Text excerpt —
Convention is a toothless piece of consultation


WORLD VIEW:Constitutional forum’s narrow agenda rules out debate on major political reform issues

THE ATTITUDE of our Coalition masters to the constitutional convention they are establishing is mystifying to many pragmatic observers of the political scene.

This is, after all, a Government that will get little credit, grudging if any, from the electorate for its agenda of further economic pain and austerity.

To be quite cynical, what it needs is a “project”, a cause, with which to brand itself and by which it will be remembered – a means of returning to the electorate with a solid popular achievement, preferably one that does not involve the expenditure of cash.

The last election would suggest the reform of the political system is just such a project. But instead of embracing it as they had promised, all we have been offered is a piece of unconvincing theatre, what Prof Donncha O’Connell has described as “a quasi-therapeutic encounter between a selection of politicians and a glorified focus group of citizens” – a constitutional convention whose limited remit is confined to a review of the Dáil electoral system, the voting age, presidential terms, same-sex marriage, participation of women in politics and public life, and blasphemy.

This purely consultative mechanism, whose proposals will merely be considered by the Government, is, let us not forget, supposed to be a response to a widespread sense that our political system is dysfunctional, increasingly discredited and alienating.

And even the notion that this is not the way to proceed, that a wholesale redrafting of the Constitution rather than piecemeal reform is what is needed, is not up for the convention’s discussion.

Frankly, despite a passionate interest in politics, if my name is pulled from the lottery for its 66 “representative random” members – most unlikely, as this household never wins anything – I will have to think long and hard about whether to accept the “honour”.

I would not be alone.

The Opposition in its various incarnations has rightly protested at the limitation on the agenda, as have a plethora of civil society groups such as Amnesty and the Irish Council for Civil Liberties, for whom any discussion of constitutional reform must include consideration of fundamental rights, not least socio-economic rights. And why not children’s rights and the abolition of the Seanad?

This week Brendan Halligan, chairman of the Institute of International and European Affairs, speaking at the Parnell Summer School, has also drawn attention to perhaps the largest, unspoken-of elephant in the room – the omission from the convention’s agenda of discussion of our constantly evolving relationship with the EU.

The Constitution can only be read in the context of the EU treaties it adheres to, and it is most anomalous that the single issue that has given rise to most amendments – and will certainly do for many years to come – is excluded from its remit.

Extracted entries —
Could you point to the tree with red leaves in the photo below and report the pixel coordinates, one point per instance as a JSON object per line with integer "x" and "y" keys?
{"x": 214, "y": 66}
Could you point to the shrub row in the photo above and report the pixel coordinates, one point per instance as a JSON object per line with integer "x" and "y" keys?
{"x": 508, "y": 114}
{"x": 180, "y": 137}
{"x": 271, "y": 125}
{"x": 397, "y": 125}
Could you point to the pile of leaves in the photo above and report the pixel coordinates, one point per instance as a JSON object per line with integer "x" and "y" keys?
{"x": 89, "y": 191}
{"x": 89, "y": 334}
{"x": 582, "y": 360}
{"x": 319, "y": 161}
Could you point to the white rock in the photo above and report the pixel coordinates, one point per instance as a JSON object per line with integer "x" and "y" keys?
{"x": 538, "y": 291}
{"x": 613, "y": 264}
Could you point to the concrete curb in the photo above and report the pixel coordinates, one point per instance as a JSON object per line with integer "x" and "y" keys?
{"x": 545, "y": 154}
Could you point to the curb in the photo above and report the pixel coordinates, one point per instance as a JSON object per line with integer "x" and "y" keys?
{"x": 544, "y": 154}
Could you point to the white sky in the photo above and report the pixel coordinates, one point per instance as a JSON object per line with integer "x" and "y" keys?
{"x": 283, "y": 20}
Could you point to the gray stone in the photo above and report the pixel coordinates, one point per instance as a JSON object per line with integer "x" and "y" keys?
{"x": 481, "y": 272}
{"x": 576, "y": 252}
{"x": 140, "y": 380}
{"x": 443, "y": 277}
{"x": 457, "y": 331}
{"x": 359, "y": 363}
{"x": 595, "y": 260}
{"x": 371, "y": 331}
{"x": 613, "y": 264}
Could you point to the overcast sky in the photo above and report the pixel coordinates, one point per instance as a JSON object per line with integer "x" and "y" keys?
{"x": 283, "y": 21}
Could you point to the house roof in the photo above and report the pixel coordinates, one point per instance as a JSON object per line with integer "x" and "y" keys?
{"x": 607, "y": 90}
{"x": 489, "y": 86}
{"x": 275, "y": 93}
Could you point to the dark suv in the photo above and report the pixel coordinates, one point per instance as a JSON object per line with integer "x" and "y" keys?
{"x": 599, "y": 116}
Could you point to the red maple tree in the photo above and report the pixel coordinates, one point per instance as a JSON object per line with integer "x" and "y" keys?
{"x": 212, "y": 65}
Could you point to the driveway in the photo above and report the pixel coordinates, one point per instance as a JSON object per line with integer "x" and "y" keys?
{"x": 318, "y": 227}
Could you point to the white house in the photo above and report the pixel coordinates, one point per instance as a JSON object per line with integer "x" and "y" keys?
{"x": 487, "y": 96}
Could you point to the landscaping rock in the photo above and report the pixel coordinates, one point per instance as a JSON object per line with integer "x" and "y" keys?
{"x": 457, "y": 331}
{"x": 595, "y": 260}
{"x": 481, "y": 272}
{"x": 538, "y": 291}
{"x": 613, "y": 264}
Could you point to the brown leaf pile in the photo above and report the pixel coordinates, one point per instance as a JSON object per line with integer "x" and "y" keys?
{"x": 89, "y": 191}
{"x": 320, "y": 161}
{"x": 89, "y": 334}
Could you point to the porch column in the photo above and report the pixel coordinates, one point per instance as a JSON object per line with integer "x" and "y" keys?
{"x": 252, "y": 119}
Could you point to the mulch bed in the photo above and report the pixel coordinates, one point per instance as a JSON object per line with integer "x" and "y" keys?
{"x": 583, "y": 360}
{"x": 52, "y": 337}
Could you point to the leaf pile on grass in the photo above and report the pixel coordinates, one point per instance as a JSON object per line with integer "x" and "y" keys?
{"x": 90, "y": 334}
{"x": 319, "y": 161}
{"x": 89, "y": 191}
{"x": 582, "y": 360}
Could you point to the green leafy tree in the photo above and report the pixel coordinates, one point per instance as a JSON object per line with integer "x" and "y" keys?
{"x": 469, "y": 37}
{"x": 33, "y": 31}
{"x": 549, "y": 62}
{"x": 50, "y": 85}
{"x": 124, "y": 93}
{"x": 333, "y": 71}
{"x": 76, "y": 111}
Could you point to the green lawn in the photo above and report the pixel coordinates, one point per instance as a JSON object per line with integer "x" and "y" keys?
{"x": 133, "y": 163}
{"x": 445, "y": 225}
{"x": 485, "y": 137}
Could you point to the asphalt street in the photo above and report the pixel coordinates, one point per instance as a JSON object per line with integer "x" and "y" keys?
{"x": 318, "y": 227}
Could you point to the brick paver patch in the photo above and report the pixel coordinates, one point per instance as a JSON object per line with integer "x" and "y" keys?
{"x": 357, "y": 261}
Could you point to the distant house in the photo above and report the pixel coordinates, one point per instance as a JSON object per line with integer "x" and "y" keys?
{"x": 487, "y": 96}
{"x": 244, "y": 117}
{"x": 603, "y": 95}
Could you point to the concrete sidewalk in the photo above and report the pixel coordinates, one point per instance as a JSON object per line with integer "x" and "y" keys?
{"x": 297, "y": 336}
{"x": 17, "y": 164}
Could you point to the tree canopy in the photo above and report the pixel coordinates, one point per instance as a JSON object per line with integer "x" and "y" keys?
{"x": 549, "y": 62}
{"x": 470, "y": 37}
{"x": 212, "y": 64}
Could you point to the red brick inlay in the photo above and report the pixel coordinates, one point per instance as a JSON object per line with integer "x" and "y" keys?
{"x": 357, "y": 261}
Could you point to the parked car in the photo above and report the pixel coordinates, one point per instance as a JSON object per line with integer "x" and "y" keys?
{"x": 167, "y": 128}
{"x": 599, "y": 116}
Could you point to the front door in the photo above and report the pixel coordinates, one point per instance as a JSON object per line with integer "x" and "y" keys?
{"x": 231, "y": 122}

Your assignment —
Answer these questions from the column on the constitutional convention:
(a) How many members are to be drawn by lottery for the convention?
(b) Who described the convention as "a quasi-therapeutic encounter between a selection of politicians and a glorified focus group of citizens"?
(c) What post does Brendan Halligan hold?

Answer space —
(a) 66
(b) Prof Donncha O'Connell
(c) Chairman of the Institute of International and European Affairs